/Michio Kaku: “Ja, die Sonne stirbt. Na und?”

Michio Kaku: “Ja, die Sonne stirbt. Na und?”

Klimawandel, Artensterben, die Ausbeutung der Erde: Inzwischen haben wir gelernt, dass
wir uns auch um das Schicksal der kommenden Generationen sorgen sollten – und um die Welt,
die wir ihnen hinterlassen. Aber warum dabei nur an die nächsten 100 Jahre denken? Der
72-jährige Michio Kaku, theoretischer Physiker und Science-Fiction-Fan, hat sich Gedanken
darüber gemacht, wie die Menschheit auch die nächsten 1000, 100.000, 100 Millionen Jahre
überleben könnte. Das Ergebnis? Während andere der Untergangslust verfallen, bleibt er
Optimist: Noch aus jeder erdenklichen Menschheitskatastrophe scheint Kaku einen Ausweg zu
wissen.
######
Aufgabe 1 – Welchen Beruf hat Michio Kaku laut dem Textauszug über ihn?
Aufgabe 2 – Führe den Textauszug über Michio Kaku im Anschluss an seinen letzten Satz fort.

Material –
######
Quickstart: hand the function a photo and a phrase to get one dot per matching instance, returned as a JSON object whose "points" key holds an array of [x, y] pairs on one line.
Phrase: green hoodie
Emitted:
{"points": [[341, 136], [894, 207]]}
######
Antwort 1 – Er ist theoretischer Physiker.

Antwort 2 –
DIE ZEIT:
Herr Kaku, im Silicon Valley ist es unter Denkern und Unternehmern gerade schick, von der
Besiedlung des Weltraums zu träumen – besonders der Mars lockt. Denn, so heißt es, den
Klimawandel und andere drohende Katastrophen werde die Menschheit nur überleben, wenn sie
multiplanetary
wird – also auf fremden Planeten eine zweite Heimat findet. In
Ihrem neuen Buch schließen Sie sich dieser Forderung an. Wann muss ich die Umzugskisten
packen für die Mars-Reise?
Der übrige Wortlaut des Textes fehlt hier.